* What is being asked:
Carry on the discussion thread comparing MS, Citi and Jefferies in Houston, picking up after its final sentence.

Houston Banks: MS vs. Citi vs. Jefferies
thoughts on these options? With what's going on in the markets rn I'd like to gtfo of energy (or at least go to an energy Megafund vs. a local energy PE firm). NYC isn't really an option given OCR at my school but may be for FT recruiting
Assuming this is for SA 2021, I think there is a similar thread on GS vs. EBs. Historically, GS/MS have been considered the easier Houston banks to get to NY from. Not because they are top Houston BB, but just the brand.
I would say it’s hard to predict how summer 2021 or FT in 2022 will be. Historically, Jefferies has been considered the top Houston bank to learn O&G. But they have been downsizing recently, and it’s unlikely that prowess would carry over to non-energy recruiting. I would consider Jefferies as having a higher “O&G” beta compared to the other options.

* Information provided:
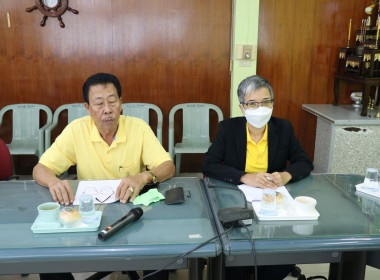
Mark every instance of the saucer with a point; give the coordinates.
(56, 226)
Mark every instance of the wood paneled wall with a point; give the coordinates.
(298, 49)
(164, 52)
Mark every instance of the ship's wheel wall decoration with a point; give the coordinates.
(52, 8)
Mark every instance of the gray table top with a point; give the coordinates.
(340, 115)
(164, 231)
(348, 220)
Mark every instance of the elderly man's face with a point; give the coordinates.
(104, 107)
(260, 95)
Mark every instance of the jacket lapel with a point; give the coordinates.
(241, 143)
(272, 144)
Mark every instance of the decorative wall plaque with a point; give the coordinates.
(52, 8)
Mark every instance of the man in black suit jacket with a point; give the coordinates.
(226, 158)
(257, 150)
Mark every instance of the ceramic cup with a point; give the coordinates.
(305, 204)
(268, 203)
(48, 212)
(371, 179)
(303, 229)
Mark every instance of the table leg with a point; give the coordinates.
(215, 268)
(352, 267)
(195, 270)
(336, 91)
(365, 99)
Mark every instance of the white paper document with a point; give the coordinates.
(103, 191)
(255, 194)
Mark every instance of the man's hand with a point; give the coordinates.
(130, 187)
(266, 180)
(62, 192)
(259, 179)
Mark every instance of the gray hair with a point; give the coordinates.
(251, 84)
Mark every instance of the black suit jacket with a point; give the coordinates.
(226, 157)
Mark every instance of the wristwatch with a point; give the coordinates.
(154, 178)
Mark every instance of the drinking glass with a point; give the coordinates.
(87, 209)
(268, 203)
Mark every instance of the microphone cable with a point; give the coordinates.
(187, 253)
(253, 247)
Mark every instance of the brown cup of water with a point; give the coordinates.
(48, 212)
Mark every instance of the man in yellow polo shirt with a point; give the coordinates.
(104, 145)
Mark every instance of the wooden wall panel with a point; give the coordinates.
(298, 50)
(164, 52)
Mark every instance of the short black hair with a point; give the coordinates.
(100, 79)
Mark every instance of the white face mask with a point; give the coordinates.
(258, 117)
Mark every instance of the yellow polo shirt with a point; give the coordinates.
(135, 146)
(257, 154)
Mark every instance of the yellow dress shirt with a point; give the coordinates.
(135, 146)
(257, 154)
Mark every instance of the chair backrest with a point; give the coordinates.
(27, 134)
(141, 110)
(74, 111)
(196, 122)
(6, 167)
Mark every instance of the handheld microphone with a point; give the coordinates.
(130, 217)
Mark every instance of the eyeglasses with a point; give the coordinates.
(255, 105)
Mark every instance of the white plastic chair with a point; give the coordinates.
(74, 111)
(27, 136)
(195, 130)
(141, 110)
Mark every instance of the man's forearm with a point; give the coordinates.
(44, 176)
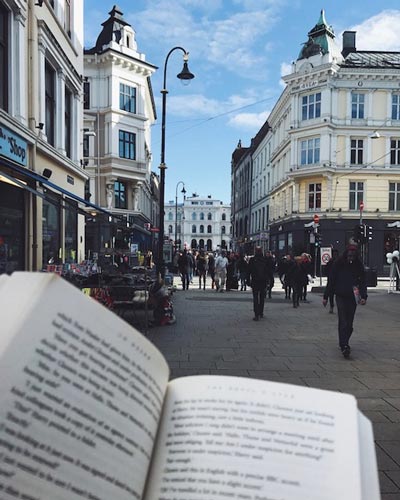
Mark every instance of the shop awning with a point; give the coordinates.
(45, 181)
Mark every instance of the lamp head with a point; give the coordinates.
(185, 75)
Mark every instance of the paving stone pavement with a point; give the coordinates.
(214, 334)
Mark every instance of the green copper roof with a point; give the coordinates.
(320, 39)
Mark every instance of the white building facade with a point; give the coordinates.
(201, 223)
(119, 110)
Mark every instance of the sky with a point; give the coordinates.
(238, 52)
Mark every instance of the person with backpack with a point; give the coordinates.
(258, 279)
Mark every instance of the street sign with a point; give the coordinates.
(326, 255)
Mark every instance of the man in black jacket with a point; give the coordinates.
(347, 281)
(257, 279)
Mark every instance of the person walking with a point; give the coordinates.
(221, 264)
(271, 264)
(211, 269)
(183, 268)
(347, 282)
(241, 267)
(257, 279)
(335, 255)
(201, 266)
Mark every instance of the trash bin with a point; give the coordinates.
(371, 276)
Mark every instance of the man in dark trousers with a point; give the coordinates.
(257, 279)
(347, 282)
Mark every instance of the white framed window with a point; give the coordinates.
(311, 106)
(314, 196)
(395, 106)
(310, 151)
(356, 194)
(356, 151)
(394, 196)
(357, 105)
(395, 151)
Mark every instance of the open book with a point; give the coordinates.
(87, 412)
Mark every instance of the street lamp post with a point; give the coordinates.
(185, 74)
(176, 210)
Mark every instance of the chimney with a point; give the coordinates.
(349, 43)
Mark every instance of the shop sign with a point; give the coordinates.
(12, 146)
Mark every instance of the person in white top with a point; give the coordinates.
(221, 263)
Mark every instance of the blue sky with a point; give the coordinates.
(239, 49)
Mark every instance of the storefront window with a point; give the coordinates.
(51, 231)
(71, 229)
(12, 223)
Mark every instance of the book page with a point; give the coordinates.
(369, 466)
(235, 438)
(81, 395)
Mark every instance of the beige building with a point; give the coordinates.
(331, 149)
(41, 179)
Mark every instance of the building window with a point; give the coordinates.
(395, 106)
(86, 95)
(67, 18)
(127, 145)
(357, 105)
(4, 48)
(50, 92)
(356, 195)
(394, 196)
(395, 152)
(311, 106)
(85, 143)
(120, 194)
(314, 196)
(356, 151)
(127, 98)
(310, 150)
(68, 121)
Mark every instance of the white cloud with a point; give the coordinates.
(249, 121)
(380, 32)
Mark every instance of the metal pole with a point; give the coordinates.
(162, 167)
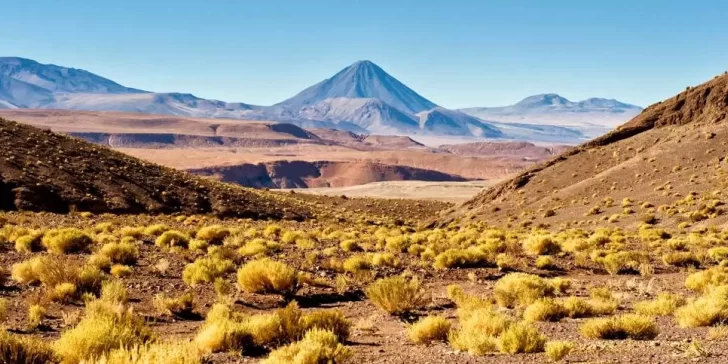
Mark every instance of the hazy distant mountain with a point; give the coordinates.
(362, 80)
(18, 94)
(552, 109)
(152, 103)
(361, 98)
(58, 79)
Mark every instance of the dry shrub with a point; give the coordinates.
(665, 304)
(214, 234)
(29, 243)
(52, 271)
(172, 238)
(681, 259)
(429, 329)
(461, 258)
(466, 303)
(396, 295)
(36, 314)
(158, 353)
(182, 306)
(225, 329)
(267, 276)
(106, 326)
(24, 350)
(120, 271)
(521, 289)
(155, 230)
(707, 310)
(357, 263)
(544, 309)
(557, 350)
(635, 327)
(317, 346)
(478, 331)
(521, 338)
(69, 240)
(541, 244)
(206, 269)
(125, 252)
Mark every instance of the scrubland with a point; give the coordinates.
(85, 288)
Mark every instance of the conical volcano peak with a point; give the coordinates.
(363, 79)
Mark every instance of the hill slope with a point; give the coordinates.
(43, 171)
(671, 156)
(363, 80)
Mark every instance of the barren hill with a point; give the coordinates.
(303, 174)
(44, 171)
(668, 162)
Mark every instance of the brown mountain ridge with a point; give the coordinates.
(44, 171)
(668, 163)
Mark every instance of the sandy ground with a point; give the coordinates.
(442, 191)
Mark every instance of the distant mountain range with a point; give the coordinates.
(361, 98)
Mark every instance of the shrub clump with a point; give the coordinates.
(267, 276)
(461, 258)
(105, 326)
(557, 350)
(69, 240)
(317, 346)
(206, 269)
(665, 304)
(172, 238)
(396, 295)
(522, 289)
(635, 327)
(707, 310)
(25, 350)
(429, 329)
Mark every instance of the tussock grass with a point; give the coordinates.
(396, 295)
(707, 310)
(181, 306)
(541, 244)
(636, 327)
(172, 238)
(125, 252)
(461, 258)
(521, 289)
(69, 240)
(158, 353)
(705, 280)
(17, 349)
(521, 338)
(317, 346)
(664, 304)
(557, 350)
(429, 329)
(267, 276)
(105, 326)
(478, 331)
(206, 269)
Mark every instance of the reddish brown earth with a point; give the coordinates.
(301, 174)
(674, 148)
(44, 171)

* Response for this exercise:
For Citi vs MS, I’m not knowledgeable about how their analysts have recruited to get a “right” answer. Would say Citi has been considered a top Energy BB in terms of deal flow, but is also a much larger analyst class than MS. While MS is smaller and has fewer deals, there is evidence that the brand carries some weight.
If you were die-hard O&G, you would historically rank as Jeff>Citi>MS. You could argue Post-COVID that Citi is a better bet due to the capital markets exposure.
If you wanted to exit O&G, I would rank MS>Citi>Jeff
Also, the issue with MF energy is that it is becoming a smaller and smaller space. For example, Carlyle shut down its Mezz group and Warburg has closed its Houston office and won’t raise another energy fund. Hard thing to bet on in 2024.